Compellingly, he said the falling cost of renewable energy coupled with EU’s plan to import most of its hydrogen in the future, present a great chance for Ghana to get on the front foot in the green energy race, adding that “after all, Ghana is noted for its rich solar and wind resources.”

“The time is therefore ripe for Ghana to lay down a national strategy, aimed at accelerating the development of clean hydrogen. The country must have explicit hydrogen-related objectives, choosing areas of focus, be it for transport (such as fuel cell vehicles and fuel cell technology), agriculture (fertilizer production) and industry (such as cement and steel),” he said.

Globally, hydrogen plays a vital role as a storage medium that has both the highest capacity and the longest energy release time. Added benefits includes hydrogen being converted efficiently into electricity and used flexibly for domestic energy supply. The overarching expectation is that hydrogen would play a key role in a future climate-neutral economy, enabling emission-free transport, heating and industrial processes, and aside inter-seasonal energy storage.

Intrinsically, rather than being wasted, renewables’ energy surplus can be used to produce hydrogen from water through a process called electrolysis, which can then be stored, transported and processed for a growing range of applications.

Added to this, IES said in the new green economy, the approach should include the use of hydrogen as an energy carrier to store large amounts of surplus renewable energy for long periods of time― and even to export renewable energy to different geographies. This is based on the understanding that, “without long-term storage, additional renewable capacity above a certain threshold would not be efficient to build.”

“It is for these reasons, that some local communities and regional governments are also introducing hydrogen policies, as triggered by the national funding promises. Others are even more eager now to seek new grounds to stimulate local gross domestic product growth,” Nana Amoasi VII said.

Traditionally sourced from natural gas and coal, hydrogen, he explained, would continue to play important roles in industries that contributes highly to GDP and that shifting dynamics in the global renewable power market is pushing the green hydrogen to the forefront.

For instance, several countries in Europe and Asia hydrogen policies have touched up the significance of green hydrogen to industries such as steel, agriculture, cement, and transportation.

“In Ghana, the zero-subsidy renewable energy market and over-capacity power issues could stimulate new demonstrations in that direction. Government is presented with a huge opportunity in stimulating capital spending on new infrastructure, which establishes hydrogen as one of the new energy sectors,” the energy expert and traditional leader said.

For the country to be positioned to take advantage of the global craze for hydrogen energy however, he said the government must first show commitments that it is more serious on renewable energy development.

▸ **Material**:
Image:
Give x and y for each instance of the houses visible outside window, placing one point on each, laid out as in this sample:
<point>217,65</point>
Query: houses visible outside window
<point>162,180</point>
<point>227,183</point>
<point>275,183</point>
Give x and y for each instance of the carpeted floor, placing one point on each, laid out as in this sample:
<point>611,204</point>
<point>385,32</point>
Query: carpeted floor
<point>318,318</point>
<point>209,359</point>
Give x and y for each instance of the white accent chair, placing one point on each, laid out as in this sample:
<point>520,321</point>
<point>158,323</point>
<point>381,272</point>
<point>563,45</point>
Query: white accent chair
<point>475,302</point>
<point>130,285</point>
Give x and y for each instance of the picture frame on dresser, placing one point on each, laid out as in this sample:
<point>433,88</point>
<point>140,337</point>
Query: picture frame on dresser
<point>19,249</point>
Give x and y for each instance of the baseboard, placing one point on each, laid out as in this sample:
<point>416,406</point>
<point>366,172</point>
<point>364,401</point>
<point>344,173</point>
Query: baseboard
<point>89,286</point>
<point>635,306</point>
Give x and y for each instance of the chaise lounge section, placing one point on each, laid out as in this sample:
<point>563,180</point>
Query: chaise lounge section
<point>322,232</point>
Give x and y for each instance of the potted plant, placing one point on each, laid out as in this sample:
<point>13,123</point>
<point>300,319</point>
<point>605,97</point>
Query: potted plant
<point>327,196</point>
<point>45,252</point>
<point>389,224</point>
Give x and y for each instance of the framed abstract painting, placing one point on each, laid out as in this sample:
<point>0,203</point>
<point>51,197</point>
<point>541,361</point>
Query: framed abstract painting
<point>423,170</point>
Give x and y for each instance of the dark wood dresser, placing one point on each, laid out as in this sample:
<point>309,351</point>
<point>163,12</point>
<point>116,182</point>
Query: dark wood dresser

▸ **Work instructions**:
a: According to the excerpt on green hydrogen, what process uses surplus renewable energy to produce hydrogen from water?
b: Lay out as a numbered list everything in the records from their start down to the line containing "<point>209,359</point>", including both ends and skipping blank lines.

▸ **Expected outputs**:
a: Electrolysis.

b:
1. Image:
2. Give x and y for each instance of the houses visible outside window, placing one point on each, laid out as in this sample:
3. <point>217,65</point>
4. Query: houses visible outside window
5. <point>162,180</point>
6. <point>227,183</point>
7. <point>275,183</point>
8. Give x and y for each instance of the carpeted floor, placing one point on each, laid out as in this sample:
9. <point>611,204</point>
10. <point>385,32</point>
11. Query: carpeted floor
12. <point>318,318</point>
13. <point>209,359</point>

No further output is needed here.